====== Lesetext

Im Grußwort zu den 6. Traditionswettkämpfen 1958 in Hannover schrieb Dr. Herbert Schmidtke: "... hat die Traditionsgemeinschaft uneigennützige Aufgaben übernommen. Fern der ostdeutschen Heimat will sie die sportlichen Ideale des Spiels der Kräfte, der Wahrhaftigkeit und der Ritterlichkeit pflegen. Darüber hinaus will die Gemeinschaft den Gedanken an die Heimat wachhalten und unserer Jugend weitergeben, ihr jene starken Kräfte vermitteln, die aus der Treue zur Heimat erwach- sen ... und die Namen der ostdeutschen Sportvereine mit denen ihrer großen Athleten unvergessen lassen."

Im Programmheft der Traditionswettkämpfe 1959 in Stuttgart waren die großen Namen ostdeutscher Meister und Weltrekordler genannt wie Körnig, Peltzer, Hirschfeld, Blask und Li Radke-Batschauer, die erste Olympiasiegerin der deutschen Leichtathletik überhaupt. Aus Breslau oder Stettin stammten weltweit renommierte Sportler wie Schoemann, Kraus, Stöck oder Mellerowicz.

Wie 1953 in Augsburg beschlossen, wurden die Traditionswettkämpfe bis 1969 in Verbindung mit den Deutschen Leichtathletikmeisterschaften ausgetragen.

Über die ersten Traditionswettkämpfe gibt es keine Ergebnislisten mehr, sondern nur gelegentliche Zeitungsberichte, vorwie- gend im Schlesier und im Ostpreußenblatt. Anhand dieser Unterlagen ist im TGLO-"Rundbrief I/1993" anläßlich des 40. Gründungsjahrestages ein Überblick über die Entwicklung und die sportlichen Erfolge der Aktiven veröffentlicht worden. Ab 1975 liegen die Ergebnislisten vor.

Die Unterstützung durch den Deutschen Leichtathletikverband endete 1970 aufgrund der scharfen Angriffe der osteuropäischen kommunistischen Medien gegen die deutschen Heimatvertriebenen und gegen die Traditionsgemeinschaft. Hätten die Traditionswettkämpfe weiterhin mit offizieller Unterstützung und im Umfeld der Deutschen Leichtathletik-Meisterschaften stattgefunden, wären die Olympischen Spiele 1972 in München von den Sportlern aus den kommunistisch regierten Staaten boykottiert worden.

Seit 1971 werden die Wettkämpfe von örtlichen Vereinen ausgerichtet und sind auch für nichtvertriebene Sportler geöffnet - zunächst in Walsrode, dann in Celle und seit 1994 in Großburgwedel e.V., die vom TGLO-Geschäftsführer und Sportwart Günter Tiller eigens zu diesem Zweck gegründet worden ist. Die Veranstaltung erfreut sich alljährlich regen Zuspruchs, insbesondere der jungen Leichtathleten, die zum Saisonausklang ihre Leistungen zum Eintrag in die offiziellen Ergebnislisten des Deutschen Leichtathletikverbandes (DLV) noch verbessern können.

============

**Gegebene Aufgabe 1:** Verschiebe in den Datensätzen die Zeilen vom Anfang der Datensätze bis einschließlich der Zeile mit „26 741 179 810“, indem du zu jeder Koordinate der Begrenzungsrahmen in den Antworten 60 addierst. Gib alle diese Zeilen vollständig wieder und lass alle übrigen Zeilen, auch die Beispielwerte zum Format, unverändert.

====== Gegebene Daten

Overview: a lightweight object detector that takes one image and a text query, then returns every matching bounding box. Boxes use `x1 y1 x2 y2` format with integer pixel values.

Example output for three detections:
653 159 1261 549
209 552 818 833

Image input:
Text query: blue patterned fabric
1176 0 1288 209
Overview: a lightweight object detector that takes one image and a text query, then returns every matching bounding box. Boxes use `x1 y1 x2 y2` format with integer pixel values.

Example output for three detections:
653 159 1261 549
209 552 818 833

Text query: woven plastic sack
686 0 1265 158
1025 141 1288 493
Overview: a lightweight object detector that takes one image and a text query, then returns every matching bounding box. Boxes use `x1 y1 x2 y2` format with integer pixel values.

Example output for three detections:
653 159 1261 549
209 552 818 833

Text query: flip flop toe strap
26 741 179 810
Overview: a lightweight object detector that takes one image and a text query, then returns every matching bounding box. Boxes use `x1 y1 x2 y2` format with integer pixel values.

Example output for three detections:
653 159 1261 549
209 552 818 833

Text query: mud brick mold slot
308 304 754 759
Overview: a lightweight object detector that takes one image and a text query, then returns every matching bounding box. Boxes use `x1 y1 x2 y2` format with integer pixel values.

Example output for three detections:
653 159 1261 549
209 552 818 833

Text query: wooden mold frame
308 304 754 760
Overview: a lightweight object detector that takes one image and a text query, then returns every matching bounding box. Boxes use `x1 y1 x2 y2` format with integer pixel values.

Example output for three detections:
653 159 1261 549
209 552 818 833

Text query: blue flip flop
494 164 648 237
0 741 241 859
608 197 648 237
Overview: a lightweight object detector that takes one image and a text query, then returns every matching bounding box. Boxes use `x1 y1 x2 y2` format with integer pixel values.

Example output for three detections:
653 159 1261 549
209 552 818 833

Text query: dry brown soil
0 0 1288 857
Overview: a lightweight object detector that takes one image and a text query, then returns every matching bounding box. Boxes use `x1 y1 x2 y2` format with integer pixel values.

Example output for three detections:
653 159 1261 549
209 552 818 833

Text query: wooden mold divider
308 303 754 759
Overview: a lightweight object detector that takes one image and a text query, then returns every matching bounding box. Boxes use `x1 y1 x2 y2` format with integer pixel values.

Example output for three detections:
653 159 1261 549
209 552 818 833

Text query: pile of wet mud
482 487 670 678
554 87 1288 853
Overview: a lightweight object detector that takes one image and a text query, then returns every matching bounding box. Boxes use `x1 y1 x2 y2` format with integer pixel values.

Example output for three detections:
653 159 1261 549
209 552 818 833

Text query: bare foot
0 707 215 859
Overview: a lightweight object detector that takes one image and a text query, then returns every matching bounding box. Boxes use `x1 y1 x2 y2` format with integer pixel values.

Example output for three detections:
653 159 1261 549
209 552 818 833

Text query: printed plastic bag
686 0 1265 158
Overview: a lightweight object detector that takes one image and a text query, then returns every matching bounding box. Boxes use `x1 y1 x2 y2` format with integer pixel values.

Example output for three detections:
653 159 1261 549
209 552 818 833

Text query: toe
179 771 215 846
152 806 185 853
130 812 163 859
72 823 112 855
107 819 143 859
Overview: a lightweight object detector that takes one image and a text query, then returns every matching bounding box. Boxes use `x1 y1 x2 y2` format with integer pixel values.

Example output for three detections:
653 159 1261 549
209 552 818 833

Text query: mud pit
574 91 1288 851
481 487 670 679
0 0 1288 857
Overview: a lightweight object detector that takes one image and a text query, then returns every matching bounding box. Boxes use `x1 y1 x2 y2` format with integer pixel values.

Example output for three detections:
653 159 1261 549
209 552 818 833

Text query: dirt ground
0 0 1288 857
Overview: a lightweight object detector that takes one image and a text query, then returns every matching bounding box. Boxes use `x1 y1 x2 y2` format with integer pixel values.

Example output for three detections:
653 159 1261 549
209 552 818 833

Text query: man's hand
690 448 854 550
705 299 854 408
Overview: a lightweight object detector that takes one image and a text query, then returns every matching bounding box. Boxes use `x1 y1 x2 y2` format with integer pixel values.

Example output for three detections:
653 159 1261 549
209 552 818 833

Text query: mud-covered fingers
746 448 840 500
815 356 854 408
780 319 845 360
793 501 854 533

============

**Gegebene Aufgabe 2:** Prüfe, ob die folgenden Aussagen mit dem Lesetext übereinstimmen, und beantworte jede mit Ja oder Nein samt den entscheidenden Worten aus dem Lesetext als wörtlichem Zitat: (a) Ab 1975 liegen Ergebnislisten der Wettkämpfe vor. (b) Die Unterstützung durch den Deutschen Leichtathletikverband endete 1975. (c) Seit 1971 dürfen nur vertriebene Sportler an den Wettkämpfen teilnehmen.

**Antwort zur Übung 1:**
Overview: a lightweight object detector that takes one image and a text query, then returns every matching bounding box. Boxes use `x1 y1 x2 y2` format with integer pixel values.

Example output for three detections:
653 159 1261 549
209 552 818 833

Image input:
Text query: blue patterned fabric
1236 60 1348 269
Overview: a lightweight object detector that takes one image and a text query, then returns every matching bounding box. Boxes use `x1 y1 x2 y2` format with integer pixel values.

Example output for three detections:
653 159 1261 549
209 552 818 833

Text query: woven plastic sack
746 60 1325 218
1085 201 1348 553
Overview: a lightweight object detector that takes one image and a text query, then returns every matching bounding box. Boxes use `x1 y1 x2 y2` format with integer pixel values.

Example output for three detections:
653 159 1261 549
209 552 818 833

Text query: flip flop toe strap
86 801 239 870

**Antwort zur Übung 2:**
(a) Ja: „Ab 1975 liegen die Ergebnislisten vor.“
(b) Nein: „Die Unterstützung durch den Deutschen Leichtathletikverband endete 1970“
(c) Nein: „sind auch für nichtvertriebene Sportler geöffnet“